▶ **Task data**:
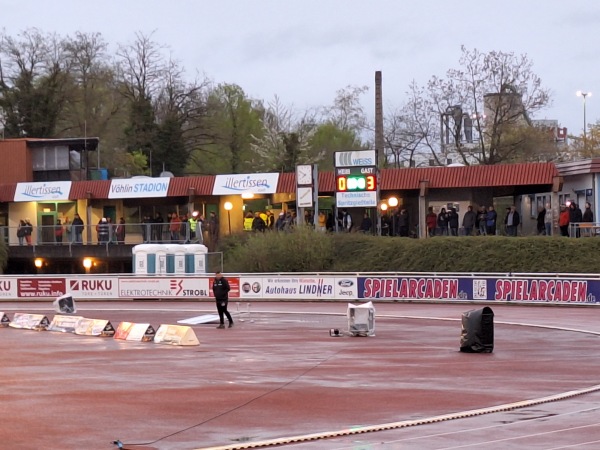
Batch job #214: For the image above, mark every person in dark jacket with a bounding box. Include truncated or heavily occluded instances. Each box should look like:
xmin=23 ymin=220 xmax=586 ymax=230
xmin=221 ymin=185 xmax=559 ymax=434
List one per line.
xmin=71 ymin=214 xmax=84 ymax=244
xmin=398 ymin=209 xmax=410 ymax=237
xmin=485 ymin=206 xmax=498 ymax=236
xmin=213 ymin=272 xmax=233 ymax=328
xmin=448 ymin=208 xmax=458 ymax=236
xmin=438 ymin=208 xmax=448 ymax=236
xmin=537 ymin=206 xmax=546 ymax=235
xmin=569 ymin=203 xmax=583 ymax=237
xmin=463 ymin=205 xmax=477 ymax=236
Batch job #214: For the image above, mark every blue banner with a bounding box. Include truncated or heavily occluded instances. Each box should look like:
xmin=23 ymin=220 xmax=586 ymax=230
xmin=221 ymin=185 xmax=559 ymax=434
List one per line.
xmin=358 ymin=276 xmax=600 ymax=303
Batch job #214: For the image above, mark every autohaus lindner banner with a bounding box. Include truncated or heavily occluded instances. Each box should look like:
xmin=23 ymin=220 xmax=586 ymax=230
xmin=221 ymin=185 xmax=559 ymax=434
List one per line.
xmin=0 ymin=273 xmax=600 ymax=304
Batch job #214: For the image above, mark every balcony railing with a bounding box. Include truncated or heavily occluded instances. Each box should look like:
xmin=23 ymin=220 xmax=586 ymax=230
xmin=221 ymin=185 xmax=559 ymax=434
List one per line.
xmin=0 ymin=222 xmax=204 ymax=246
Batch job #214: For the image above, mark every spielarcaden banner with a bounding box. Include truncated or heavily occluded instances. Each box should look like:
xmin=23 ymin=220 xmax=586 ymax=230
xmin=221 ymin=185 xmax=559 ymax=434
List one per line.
xmin=0 ymin=274 xmax=600 ymax=304
xmin=358 ymin=276 xmax=600 ymax=303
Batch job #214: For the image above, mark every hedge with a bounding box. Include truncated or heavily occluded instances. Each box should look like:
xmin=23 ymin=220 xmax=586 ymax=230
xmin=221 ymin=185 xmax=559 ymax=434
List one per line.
xmin=220 ymin=228 xmax=600 ymax=273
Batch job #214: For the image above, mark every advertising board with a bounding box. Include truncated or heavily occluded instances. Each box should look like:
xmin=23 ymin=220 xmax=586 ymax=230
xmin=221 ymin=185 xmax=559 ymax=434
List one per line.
xmin=17 ymin=277 xmax=66 ymax=298
xmin=118 ymin=277 xmax=210 ymax=299
xmin=67 ymin=277 xmax=119 ymax=299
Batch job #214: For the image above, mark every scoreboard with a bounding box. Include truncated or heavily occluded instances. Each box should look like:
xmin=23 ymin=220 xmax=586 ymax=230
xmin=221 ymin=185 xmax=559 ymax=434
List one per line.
xmin=334 ymin=150 xmax=379 ymax=208
xmin=335 ymin=167 xmax=377 ymax=192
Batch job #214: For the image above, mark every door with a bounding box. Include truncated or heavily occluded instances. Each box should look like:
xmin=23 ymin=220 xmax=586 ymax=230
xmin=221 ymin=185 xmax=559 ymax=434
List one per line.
xmin=38 ymin=212 xmax=56 ymax=244
xmin=102 ymin=206 xmax=117 ymax=223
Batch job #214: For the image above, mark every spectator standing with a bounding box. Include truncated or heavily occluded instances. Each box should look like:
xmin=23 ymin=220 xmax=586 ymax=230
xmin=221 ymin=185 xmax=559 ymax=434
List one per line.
xmin=325 ymin=213 xmax=335 ymax=233
xmin=438 ymin=208 xmax=448 ymax=236
xmin=485 ymin=206 xmax=498 ymax=236
xmin=54 ymin=219 xmax=65 ymax=245
xmin=398 ymin=208 xmax=410 ymax=237
xmin=477 ymin=205 xmax=487 ymax=236
xmin=582 ymin=202 xmax=594 ymax=236
xmin=544 ymin=203 xmax=554 ymax=236
xmin=213 ymin=272 xmax=233 ymax=328
xmin=342 ymin=209 xmax=354 ymax=233
xmin=150 ymin=212 xmax=165 ymax=243
xmin=96 ymin=217 xmax=110 ymax=244
xmin=317 ymin=211 xmax=329 ymax=233
xmin=169 ymin=213 xmax=181 ymax=242
xmin=71 ymin=214 xmax=84 ymax=244
xmin=275 ymin=211 xmax=285 ymax=231
xmin=448 ymin=208 xmax=458 ymax=236
xmin=425 ymin=206 xmax=437 ymax=237
xmin=25 ymin=219 xmax=33 ymax=245
xmin=569 ymin=203 xmax=583 ymax=237
xmin=537 ymin=206 xmax=546 ymax=235
xmin=208 ymin=211 xmax=221 ymax=246
xmin=360 ymin=213 xmax=373 ymax=234
xmin=267 ymin=210 xmax=275 ymax=231
xmin=17 ymin=219 xmax=27 ymax=245
xmin=252 ymin=211 xmax=267 ymax=233
xmin=63 ymin=217 xmax=73 ymax=243
xmin=463 ymin=205 xmax=477 ymax=236
xmin=115 ymin=217 xmax=125 ymax=245
xmin=142 ymin=216 xmax=152 ymax=243
xmin=506 ymin=205 xmax=521 ymax=237
xmin=558 ymin=205 xmax=570 ymax=236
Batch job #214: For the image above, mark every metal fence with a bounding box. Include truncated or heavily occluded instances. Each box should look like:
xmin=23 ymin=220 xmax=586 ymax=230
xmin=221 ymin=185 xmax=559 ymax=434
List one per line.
xmin=0 ymin=222 xmax=204 ymax=246
xmin=569 ymin=222 xmax=600 ymax=238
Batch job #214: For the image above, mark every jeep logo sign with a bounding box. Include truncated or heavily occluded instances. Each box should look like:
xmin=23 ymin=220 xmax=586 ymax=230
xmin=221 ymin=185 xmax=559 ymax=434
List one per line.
xmin=335 ymin=150 xmax=377 ymax=167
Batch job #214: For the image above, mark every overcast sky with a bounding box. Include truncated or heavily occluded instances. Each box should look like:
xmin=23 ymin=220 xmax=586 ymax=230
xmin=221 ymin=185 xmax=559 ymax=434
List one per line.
xmin=0 ymin=0 xmax=600 ymax=134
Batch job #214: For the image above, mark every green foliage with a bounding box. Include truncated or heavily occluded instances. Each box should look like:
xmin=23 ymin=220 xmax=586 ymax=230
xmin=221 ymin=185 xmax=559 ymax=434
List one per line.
xmin=224 ymin=227 xmax=334 ymax=272
xmin=221 ymin=229 xmax=600 ymax=273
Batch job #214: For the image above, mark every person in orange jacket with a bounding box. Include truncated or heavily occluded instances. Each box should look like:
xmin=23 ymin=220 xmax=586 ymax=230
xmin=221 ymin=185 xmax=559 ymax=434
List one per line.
xmin=558 ymin=205 xmax=569 ymax=236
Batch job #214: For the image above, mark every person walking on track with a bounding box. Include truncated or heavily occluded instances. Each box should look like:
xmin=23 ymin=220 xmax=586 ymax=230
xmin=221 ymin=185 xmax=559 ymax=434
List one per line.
xmin=213 ymin=272 xmax=233 ymax=328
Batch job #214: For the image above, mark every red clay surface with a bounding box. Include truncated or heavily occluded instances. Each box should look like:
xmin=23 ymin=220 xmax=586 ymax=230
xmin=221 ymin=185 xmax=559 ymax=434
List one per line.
xmin=0 ymin=301 xmax=600 ymax=450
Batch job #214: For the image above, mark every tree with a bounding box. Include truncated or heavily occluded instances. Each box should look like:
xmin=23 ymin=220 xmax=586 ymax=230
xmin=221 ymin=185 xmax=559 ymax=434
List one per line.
xmin=247 ymin=97 xmax=316 ymax=172
xmin=406 ymin=46 xmax=550 ymax=164
xmin=0 ymin=28 xmax=69 ymax=138
xmin=187 ymin=84 xmax=262 ymax=174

▶ **What the task asks**:
Render the data starting at the line containing "Batch job #214: For the image above, mark every door" and ending at the line containing "xmin=569 ymin=222 xmax=600 ymax=238" as a Markdown table with the columns Index and Text. Number each line in Index and leave out any blank lines.

▶ **Result**:
| Index | Text |
|---|---|
| 1 | Batch job #214: For the image above, mark every door with a bounding box. Include truncated or heavily occluded instances. Each box should look like: |
| 2 | xmin=23 ymin=220 xmax=586 ymax=230 |
| 3 | xmin=221 ymin=185 xmax=559 ymax=434 |
| 4 | List one per line. |
| 5 | xmin=38 ymin=212 xmax=56 ymax=244 |
| 6 | xmin=102 ymin=206 xmax=117 ymax=223 |
| 7 | Batch job #214: For the image above, mark every spectator standing with a bounding box. Include truncated or heavily occluded instances. Each box should look like: |
| 8 | xmin=23 ymin=220 xmax=586 ymax=230 |
| 9 | xmin=221 ymin=185 xmax=559 ymax=434 |
| 10 | List one per line. |
| 11 | xmin=325 ymin=213 xmax=335 ymax=233 |
| 12 | xmin=438 ymin=208 xmax=448 ymax=236 |
| 13 | xmin=485 ymin=206 xmax=498 ymax=236 |
| 14 | xmin=54 ymin=219 xmax=65 ymax=245 |
| 15 | xmin=398 ymin=208 xmax=410 ymax=237 |
| 16 | xmin=477 ymin=205 xmax=487 ymax=236 |
| 17 | xmin=582 ymin=202 xmax=594 ymax=236 |
| 18 | xmin=544 ymin=203 xmax=554 ymax=236 |
| 19 | xmin=213 ymin=272 xmax=233 ymax=328 |
| 20 | xmin=342 ymin=209 xmax=354 ymax=233 |
| 21 | xmin=150 ymin=212 xmax=165 ymax=243 |
| 22 | xmin=96 ymin=217 xmax=110 ymax=244 |
| 23 | xmin=317 ymin=211 xmax=329 ymax=233 |
| 24 | xmin=169 ymin=213 xmax=181 ymax=242 |
| 25 | xmin=71 ymin=214 xmax=84 ymax=244 |
| 26 | xmin=275 ymin=211 xmax=285 ymax=231 |
| 27 | xmin=448 ymin=208 xmax=458 ymax=236 |
| 28 | xmin=425 ymin=206 xmax=437 ymax=237 |
| 29 | xmin=25 ymin=219 xmax=33 ymax=245 |
| 30 | xmin=569 ymin=203 xmax=583 ymax=237 |
| 31 | xmin=537 ymin=206 xmax=546 ymax=235 |
| 32 | xmin=208 ymin=211 xmax=221 ymax=246 |
| 33 | xmin=360 ymin=213 xmax=373 ymax=234 |
| 34 | xmin=267 ymin=210 xmax=275 ymax=231 |
| 35 | xmin=17 ymin=219 xmax=27 ymax=245 |
| 36 | xmin=252 ymin=211 xmax=267 ymax=233 |
| 37 | xmin=63 ymin=217 xmax=73 ymax=243 |
| 38 | xmin=463 ymin=205 xmax=477 ymax=236 |
| 39 | xmin=115 ymin=217 xmax=125 ymax=245 |
| 40 | xmin=142 ymin=216 xmax=152 ymax=243 |
| 41 | xmin=506 ymin=205 xmax=521 ymax=237 |
| 42 | xmin=558 ymin=205 xmax=570 ymax=236 |
| 43 | Batch job #214: For the image above, mark every metal fence with a bounding box. Include truncated or heavily occluded instances. Each box should look like: |
| 44 | xmin=23 ymin=220 xmax=586 ymax=230 |
| 45 | xmin=221 ymin=185 xmax=559 ymax=434 |
| 46 | List one per line. |
| 47 | xmin=0 ymin=222 xmax=204 ymax=246 |
| 48 | xmin=569 ymin=222 xmax=600 ymax=238 |